§ TASK INSTRUCTIONS:
Each record should be reproduced exactly.

§ SOURCE INFORMATION:
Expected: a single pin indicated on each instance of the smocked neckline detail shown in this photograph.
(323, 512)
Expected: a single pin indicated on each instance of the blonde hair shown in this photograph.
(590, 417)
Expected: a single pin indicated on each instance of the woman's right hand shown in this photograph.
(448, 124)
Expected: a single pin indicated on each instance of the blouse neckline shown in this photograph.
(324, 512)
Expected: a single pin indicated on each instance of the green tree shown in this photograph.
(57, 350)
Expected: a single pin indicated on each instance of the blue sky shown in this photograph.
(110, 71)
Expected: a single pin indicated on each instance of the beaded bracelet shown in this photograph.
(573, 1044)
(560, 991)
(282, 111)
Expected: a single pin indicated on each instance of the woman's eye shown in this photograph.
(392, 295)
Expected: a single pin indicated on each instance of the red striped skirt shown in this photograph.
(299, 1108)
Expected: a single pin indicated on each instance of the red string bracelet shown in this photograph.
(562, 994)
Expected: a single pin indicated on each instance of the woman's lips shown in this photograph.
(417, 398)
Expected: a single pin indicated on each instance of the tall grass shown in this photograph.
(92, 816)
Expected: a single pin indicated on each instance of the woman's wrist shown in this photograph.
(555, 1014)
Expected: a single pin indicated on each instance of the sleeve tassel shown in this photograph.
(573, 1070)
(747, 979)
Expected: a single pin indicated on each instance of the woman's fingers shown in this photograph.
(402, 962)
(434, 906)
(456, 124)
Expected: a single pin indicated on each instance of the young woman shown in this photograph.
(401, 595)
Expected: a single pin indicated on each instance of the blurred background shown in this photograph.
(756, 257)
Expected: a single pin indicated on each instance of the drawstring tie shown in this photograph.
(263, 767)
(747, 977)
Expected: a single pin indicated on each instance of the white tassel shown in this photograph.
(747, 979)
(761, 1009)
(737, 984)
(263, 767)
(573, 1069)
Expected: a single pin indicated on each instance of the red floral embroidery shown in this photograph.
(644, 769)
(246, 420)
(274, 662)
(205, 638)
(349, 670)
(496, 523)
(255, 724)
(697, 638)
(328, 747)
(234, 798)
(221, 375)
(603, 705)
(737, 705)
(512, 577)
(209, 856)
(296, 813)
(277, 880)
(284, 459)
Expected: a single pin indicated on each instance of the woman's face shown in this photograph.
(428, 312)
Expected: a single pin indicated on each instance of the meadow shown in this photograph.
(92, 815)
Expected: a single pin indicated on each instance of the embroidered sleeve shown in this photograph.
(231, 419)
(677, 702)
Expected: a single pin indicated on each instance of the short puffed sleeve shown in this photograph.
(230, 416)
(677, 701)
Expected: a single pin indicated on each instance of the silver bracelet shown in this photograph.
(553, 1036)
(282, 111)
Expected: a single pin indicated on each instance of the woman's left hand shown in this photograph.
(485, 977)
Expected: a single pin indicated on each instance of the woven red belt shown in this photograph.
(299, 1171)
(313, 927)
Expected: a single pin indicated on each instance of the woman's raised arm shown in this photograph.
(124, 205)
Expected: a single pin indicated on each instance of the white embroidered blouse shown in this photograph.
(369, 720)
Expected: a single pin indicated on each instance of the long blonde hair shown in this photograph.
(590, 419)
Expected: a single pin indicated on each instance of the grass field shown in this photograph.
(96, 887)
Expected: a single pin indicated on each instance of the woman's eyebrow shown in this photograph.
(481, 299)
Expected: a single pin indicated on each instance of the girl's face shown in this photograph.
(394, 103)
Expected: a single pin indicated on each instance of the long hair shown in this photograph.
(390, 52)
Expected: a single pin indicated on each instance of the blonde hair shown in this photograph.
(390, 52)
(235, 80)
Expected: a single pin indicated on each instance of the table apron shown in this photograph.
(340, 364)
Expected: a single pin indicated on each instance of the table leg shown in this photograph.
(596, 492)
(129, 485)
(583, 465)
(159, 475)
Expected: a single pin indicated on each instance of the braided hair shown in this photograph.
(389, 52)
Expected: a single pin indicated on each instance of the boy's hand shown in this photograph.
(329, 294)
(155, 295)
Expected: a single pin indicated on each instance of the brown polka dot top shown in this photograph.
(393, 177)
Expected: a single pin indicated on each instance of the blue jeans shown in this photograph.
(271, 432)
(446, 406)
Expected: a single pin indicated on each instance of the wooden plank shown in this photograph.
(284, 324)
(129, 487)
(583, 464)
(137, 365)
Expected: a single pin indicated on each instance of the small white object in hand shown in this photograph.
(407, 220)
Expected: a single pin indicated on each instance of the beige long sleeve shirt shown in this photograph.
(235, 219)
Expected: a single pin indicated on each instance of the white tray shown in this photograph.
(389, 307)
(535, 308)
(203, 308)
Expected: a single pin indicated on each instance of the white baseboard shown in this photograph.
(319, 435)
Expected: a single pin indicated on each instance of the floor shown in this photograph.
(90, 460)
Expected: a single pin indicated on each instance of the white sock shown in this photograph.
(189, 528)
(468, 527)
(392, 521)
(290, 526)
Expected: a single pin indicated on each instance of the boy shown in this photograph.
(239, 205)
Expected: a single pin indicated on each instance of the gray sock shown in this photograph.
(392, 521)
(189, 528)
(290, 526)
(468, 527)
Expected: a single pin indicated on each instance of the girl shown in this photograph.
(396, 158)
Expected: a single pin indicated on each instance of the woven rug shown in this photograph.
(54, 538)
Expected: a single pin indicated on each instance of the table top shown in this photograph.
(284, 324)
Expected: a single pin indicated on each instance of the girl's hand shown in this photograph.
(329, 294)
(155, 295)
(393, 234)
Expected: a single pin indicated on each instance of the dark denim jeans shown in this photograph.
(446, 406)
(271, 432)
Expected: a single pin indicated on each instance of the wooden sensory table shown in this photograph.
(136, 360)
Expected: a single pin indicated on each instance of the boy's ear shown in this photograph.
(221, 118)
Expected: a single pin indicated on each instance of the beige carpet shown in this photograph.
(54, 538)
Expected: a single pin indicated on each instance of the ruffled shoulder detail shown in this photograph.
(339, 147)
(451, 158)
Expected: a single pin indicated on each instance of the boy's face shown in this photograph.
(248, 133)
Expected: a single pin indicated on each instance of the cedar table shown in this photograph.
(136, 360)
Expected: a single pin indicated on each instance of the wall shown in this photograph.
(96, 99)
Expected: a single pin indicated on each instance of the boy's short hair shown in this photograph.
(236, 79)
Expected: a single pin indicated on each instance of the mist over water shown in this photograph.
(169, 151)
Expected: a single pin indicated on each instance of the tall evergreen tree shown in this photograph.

§ FINAL ANSWER:
Expected: a single pin indicated on each instance of the smocked neckline detail shown in this photograph.
(323, 512)
Expected: a single pin indicated on each instance of the blonde hair shown in this photograph.
(590, 417)
Expected: a single pin indicated on each instance of the woman's right hand shown in this photograph.
(448, 124)
Expected: a single pin indicated on each instance of the blouse neckline shown in this photograph.
(324, 512)
Expected: a single pin indicated on each instance of the green tree shown in this photograph.
(57, 350)
Expected: a single pin indicated on each instance of the blue sky shown in this photograph.
(110, 71)
Expected: a single pin indicated on each instance of the beaded bracelet shown in this photograph.
(573, 1044)
(560, 991)
(282, 111)
Expected: a single pin indicated on each instance of the woman's eye shown in this photograph.
(392, 295)
Expected: a single pin indicated on each instance of the red striped skirt shown in this photograph.
(299, 1108)
Expected: a single pin indicated on each instance of the red string bracelet shown in this photograph.
(562, 994)
Expected: a single pin indicated on each instance of the woman's lips shown in this photograph.
(417, 398)
Expected: a single pin indicated on each instance of the tall grass shown in this photograph.
(92, 816)
Expected: a single pin indicated on each instance of the woman's wrist shown in this photograph.
(555, 1014)
Expected: a single pin indicated on each instance of the sleeve tassel shown in this photograph.
(573, 1070)
(747, 979)
Expected: a single pin indicated on each instance of the woman's fingers shown in this photograph.
(402, 962)
(434, 906)
(456, 124)
Expected: a single pin indicated on each instance of the young woman shown in this photograph.
(401, 595)
Expected: a single pin indicated on each instance of the blurred background shown in this photograph.
(756, 257)
Expected: a single pin indicated on each instance of the drawstring tie shown in this photograph.
(263, 767)
(747, 977)
Expected: a single pin indicated on each instance of the white tassel shown in this photograph.
(747, 979)
(761, 1009)
(737, 984)
(263, 767)
(573, 1069)
Expected: a single pin indicated on each instance of the red floral embroidery shown in this photograph.
(644, 769)
(246, 420)
(274, 662)
(205, 638)
(349, 670)
(496, 523)
(255, 724)
(697, 638)
(328, 747)
(234, 798)
(221, 375)
(603, 705)
(737, 705)
(512, 577)
(209, 856)
(296, 813)
(277, 880)
(284, 459)
Expected: a single pin indicated on each instance of the woman's face shown in this photograph.
(428, 312)
Expected: a single pin indicated on each instance of the meadow shown in this photograph.
(92, 815)
Expected: a single pin indicated on each instance of the embroidered sleeve shown in this photograph.
(231, 419)
(677, 702)
Expected: a single pin indicated on each instance of the short puffed sleeve shown in this photograph.
(230, 416)
(677, 701)
Expected: a single pin indicated on each instance of the silver bracelet shown in this photograph.
(553, 1036)
(282, 111)
Expected: a single pin indicated on each instance of the woman's left hand shown in this photograph.
(485, 977)
Expected: a single pin indicated on each instance of the woven red belt shown in this photograph.
(299, 1171)
(313, 927)
Expected: a single pin indicated on each instance of the woman's raised arm shown in this photograph.
(124, 205)
Expected: a single pin indicated on each instance of the white embroidered blouse shown in this photograph.
(369, 720)
Expected: a single pin indicated on each instance of the long blonde hair shown in this photograph.
(590, 419)
Expected: a single pin indicated on each instance of the grass field shown in this photograph.
(96, 887)
Expected: a single pin indicated on each instance of the woman's eyebrow shown in this photograph.
(481, 299)
Expected: a single pin indicated on each instance of the girl's face shown in this photograph.
(394, 103)
Expected: a single pin indicated on each instance of the long hair shown in this photograph.
(390, 52)
Expected: a single pin indicated on each instance of the blonde hair shown in this photograph.
(390, 52)
(235, 80)
Expected: a single pin indicated on each instance of the table apron shown in this photograph.
(340, 364)
Expected: a single pin indicated on each instance of the table leg shown in this photograph.
(596, 492)
(129, 485)
(583, 465)
(159, 475)
Expected: a single pin indicated on each instance of the braided hair shown in this photograph.
(389, 52)
Expected: a single pin indicated on each instance of the boy's hand shown in this photograph.
(329, 294)
(155, 295)
Expected: a single pin indicated on each instance of the brown polka dot top shown in this photograph.
(393, 177)
Expected: a single pin indicated on each instance of the blue jeans shown in this photograph.
(271, 432)
(446, 406)
Expected: a single pin indicated on each instance of the wooden plank shown in this photograph.
(284, 324)
(129, 487)
(583, 464)
(137, 365)
Expected: a single pin indicated on each instance of the small white object in hand shown in this photograph.
(407, 220)
Expected: a single pin indicated on each instance of the beige long sleeve shirt shown in this photograph.
(235, 219)
Expected: a single pin indicated on each instance of the white tray shown in this photograph.
(389, 307)
(535, 308)
(203, 308)
Expected: a single pin indicated on each instance of the white baseboard shown in this photograph.
(319, 435)
Expected: a single pin indicated on each instance of the floor shown in this photograph.
(90, 460)
Expected: a single pin indicated on each instance of the white sock shown in this photograph.
(189, 528)
(468, 527)
(392, 521)
(290, 526)
Expected: a single pin indicated on each instance of the boy shown in this photograph.
(239, 205)
Expected: a single pin indicated on each instance of the gray sock shown in this photograph.
(392, 521)
(189, 528)
(290, 526)
(468, 527)
Expected: a single pin indicated on each instance of the girl shown in this photograph.
(396, 158)
Expected: a single pin indicated on each instance of the woven rug shown in this photograph.
(54, 538)
Expected: a single pin indicated on each instance of the table top shown in this photograph.
(284, 324)
Expected: a single pin indicated on each instance of the girl's hand shown in this photograph.
(329, 294)
(155, 295)
(393, 234)
Expected: a single pin indicated on each instance of the dark denim jeans shown in this photograph.
(446, 406)
(271, 432)
Expected: a single pin indicated on each instance of the wooden sensory table shown in this photograph.
(136, 360)
Expected: a single pin indicated on each instance of the boy's ear shown in this photograph.
(221, 118)
Expected: a single pin indicated on each instance of the beige carpet shown in this photograph.
(54, 538)
Expected: a single pin indicated on each instance of the ruffled shoulder detail shown in this photograph.
(339, 147)
(451, 158)
Expected: a single pin indicated on each instance of the boy's face shown in this photograph.
(248, 133)
Expected: a single pin indicated on each instance of the cedar table shown in this photograph.
(136, 360)
Expected: a single pin indicated on each instance of the wall shown in this photograph.
(96, 99)
Expected: a single pin indicated on each instance of the boy's short hair shown in this photograph.
(236, 79)
Expected: a single pin indicated on each instance of the mist over water shown in this photograph.
(169, 151)
Expected: a single pin indicated on each instance of the tall evergreen tree shown in this photograph.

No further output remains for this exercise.